• _Text block_
Thursday 30 July 2015

More on the Maori Language

The Sad Fate of the Dodo

Making Maori an official language of the country and committing millions of tax-extracted State money to the propagation and teaching of Te Reo have had the unintended consequence of seeing a decline in Te Reo competence and use.  In effect, it has removed the language out of its cultural context--and without that life force it cannot survive.

Desperate calls for Te Reo to be made compulsory in all government schools represents a doubling down on folly and will end up doing even more damage to the language--just as facility in reading, writing, and maths has declined under the intrinsic incompetence of compulsory government education.  Since the government school system makes a virtue out of teaching pupils nothing but what they themselves want to learn, what hope is there for the Maori language if it becomes subject to such pedagogical inanity?

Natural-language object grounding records
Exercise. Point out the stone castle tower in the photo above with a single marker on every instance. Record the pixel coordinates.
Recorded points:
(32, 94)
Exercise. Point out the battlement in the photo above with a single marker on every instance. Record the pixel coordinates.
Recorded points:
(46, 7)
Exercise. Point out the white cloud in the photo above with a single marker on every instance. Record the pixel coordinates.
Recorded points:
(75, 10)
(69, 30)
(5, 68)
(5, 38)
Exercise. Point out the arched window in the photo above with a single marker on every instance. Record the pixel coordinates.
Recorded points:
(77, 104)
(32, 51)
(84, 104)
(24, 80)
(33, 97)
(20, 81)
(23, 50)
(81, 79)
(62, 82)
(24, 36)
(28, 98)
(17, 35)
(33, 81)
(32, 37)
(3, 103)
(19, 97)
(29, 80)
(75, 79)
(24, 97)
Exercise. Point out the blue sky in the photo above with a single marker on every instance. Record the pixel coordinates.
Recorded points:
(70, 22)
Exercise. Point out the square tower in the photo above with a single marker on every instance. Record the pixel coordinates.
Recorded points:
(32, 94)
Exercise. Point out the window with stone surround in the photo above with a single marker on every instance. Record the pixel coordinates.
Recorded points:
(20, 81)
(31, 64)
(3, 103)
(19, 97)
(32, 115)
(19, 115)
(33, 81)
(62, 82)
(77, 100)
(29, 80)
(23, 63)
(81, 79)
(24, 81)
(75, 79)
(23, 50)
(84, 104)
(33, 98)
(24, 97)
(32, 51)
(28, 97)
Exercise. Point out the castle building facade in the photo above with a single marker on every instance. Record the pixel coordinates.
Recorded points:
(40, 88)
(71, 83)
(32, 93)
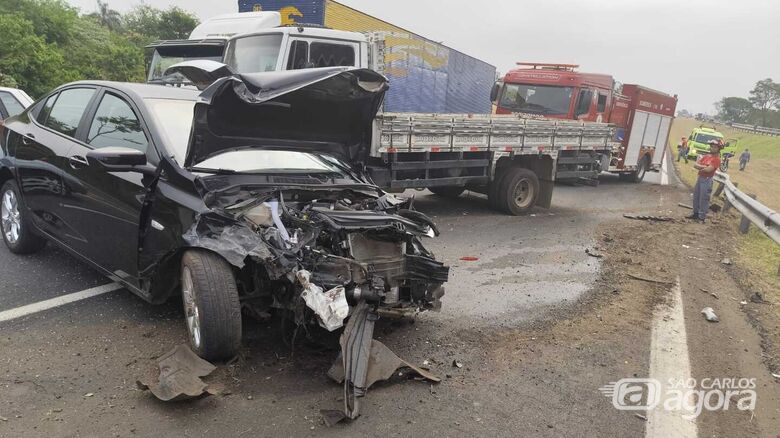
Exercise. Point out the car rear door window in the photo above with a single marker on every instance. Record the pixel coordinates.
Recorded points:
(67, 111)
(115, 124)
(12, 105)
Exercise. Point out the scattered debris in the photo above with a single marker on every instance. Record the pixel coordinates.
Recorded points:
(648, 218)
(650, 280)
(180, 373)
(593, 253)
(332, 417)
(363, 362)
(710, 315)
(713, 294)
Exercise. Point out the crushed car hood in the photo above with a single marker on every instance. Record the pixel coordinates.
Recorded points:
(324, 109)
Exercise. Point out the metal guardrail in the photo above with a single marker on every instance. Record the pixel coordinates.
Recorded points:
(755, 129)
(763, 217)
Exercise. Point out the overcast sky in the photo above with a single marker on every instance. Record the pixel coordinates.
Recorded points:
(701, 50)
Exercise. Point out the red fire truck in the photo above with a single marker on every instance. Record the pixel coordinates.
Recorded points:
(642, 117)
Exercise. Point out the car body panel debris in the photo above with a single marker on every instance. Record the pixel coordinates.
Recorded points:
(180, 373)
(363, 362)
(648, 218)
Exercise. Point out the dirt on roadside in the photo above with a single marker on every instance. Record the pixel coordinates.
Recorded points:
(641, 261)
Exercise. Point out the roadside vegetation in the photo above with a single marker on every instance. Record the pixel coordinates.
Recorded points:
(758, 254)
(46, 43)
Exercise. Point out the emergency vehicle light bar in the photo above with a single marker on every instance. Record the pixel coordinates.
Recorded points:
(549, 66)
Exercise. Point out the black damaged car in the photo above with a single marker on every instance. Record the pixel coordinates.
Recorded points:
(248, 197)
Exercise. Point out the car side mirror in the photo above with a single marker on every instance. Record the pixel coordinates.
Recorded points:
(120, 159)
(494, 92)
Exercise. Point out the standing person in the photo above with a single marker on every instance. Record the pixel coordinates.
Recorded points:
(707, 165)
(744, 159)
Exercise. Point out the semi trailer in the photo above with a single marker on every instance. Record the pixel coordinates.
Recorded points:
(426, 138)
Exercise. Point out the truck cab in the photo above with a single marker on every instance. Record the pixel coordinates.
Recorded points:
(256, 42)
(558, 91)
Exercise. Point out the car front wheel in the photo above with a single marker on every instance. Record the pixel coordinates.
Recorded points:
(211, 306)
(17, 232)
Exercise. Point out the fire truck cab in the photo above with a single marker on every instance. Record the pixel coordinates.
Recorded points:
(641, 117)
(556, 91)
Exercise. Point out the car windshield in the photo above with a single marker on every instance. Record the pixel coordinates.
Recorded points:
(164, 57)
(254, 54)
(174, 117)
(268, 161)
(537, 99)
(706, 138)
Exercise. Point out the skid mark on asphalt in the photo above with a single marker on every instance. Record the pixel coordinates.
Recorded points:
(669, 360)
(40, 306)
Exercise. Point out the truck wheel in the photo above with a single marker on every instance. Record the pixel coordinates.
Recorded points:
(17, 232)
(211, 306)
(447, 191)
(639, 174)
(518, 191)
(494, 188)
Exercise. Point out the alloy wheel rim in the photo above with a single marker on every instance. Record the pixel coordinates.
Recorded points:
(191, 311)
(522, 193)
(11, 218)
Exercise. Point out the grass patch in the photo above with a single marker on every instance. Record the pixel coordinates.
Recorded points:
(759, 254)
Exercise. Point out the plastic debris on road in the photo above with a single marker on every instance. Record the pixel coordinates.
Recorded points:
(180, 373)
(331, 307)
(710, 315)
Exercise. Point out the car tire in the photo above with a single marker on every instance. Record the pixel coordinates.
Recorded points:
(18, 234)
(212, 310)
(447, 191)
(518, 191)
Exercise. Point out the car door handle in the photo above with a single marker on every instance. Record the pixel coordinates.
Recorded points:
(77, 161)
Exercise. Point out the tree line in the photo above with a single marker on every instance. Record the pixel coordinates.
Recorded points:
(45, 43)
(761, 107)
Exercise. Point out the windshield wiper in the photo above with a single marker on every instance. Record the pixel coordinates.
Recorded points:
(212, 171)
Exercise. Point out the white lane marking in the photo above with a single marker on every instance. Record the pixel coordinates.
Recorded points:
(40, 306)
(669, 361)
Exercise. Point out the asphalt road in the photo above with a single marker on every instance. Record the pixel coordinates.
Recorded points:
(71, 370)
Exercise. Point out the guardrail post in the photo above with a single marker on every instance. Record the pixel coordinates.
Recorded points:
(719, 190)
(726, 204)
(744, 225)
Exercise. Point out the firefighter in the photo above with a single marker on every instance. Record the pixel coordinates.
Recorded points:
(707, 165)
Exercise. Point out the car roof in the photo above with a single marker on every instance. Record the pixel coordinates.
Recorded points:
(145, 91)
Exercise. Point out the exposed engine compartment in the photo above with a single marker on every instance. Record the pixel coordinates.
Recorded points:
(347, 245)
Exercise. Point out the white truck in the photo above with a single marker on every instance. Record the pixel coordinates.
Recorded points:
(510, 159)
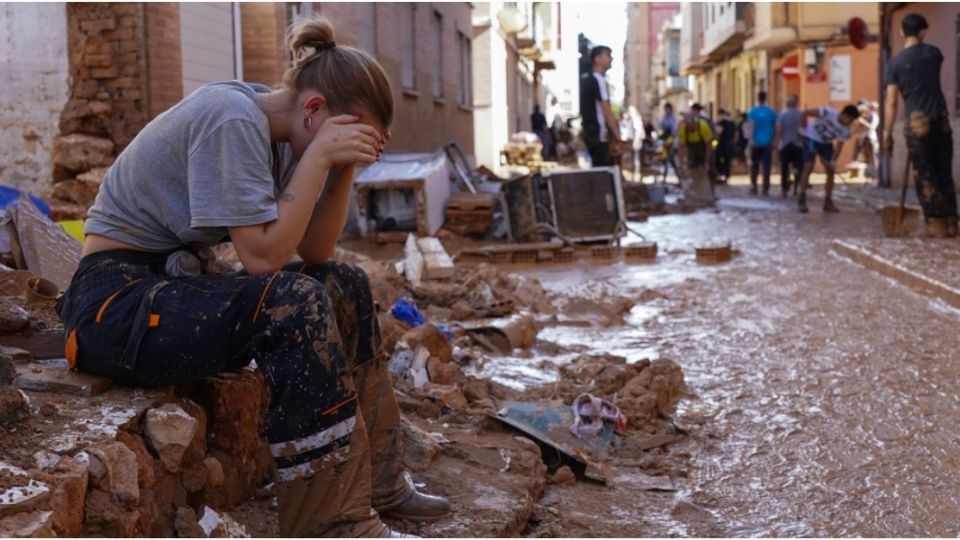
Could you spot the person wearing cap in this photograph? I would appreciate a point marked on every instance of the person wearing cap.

• _What is being asked_
According to the text on the Maori language, what unintended consequence followed from making Maori an official language and funding the teaching of Te Reo?

• _Written reply_
A decline in Te Reo competence and use.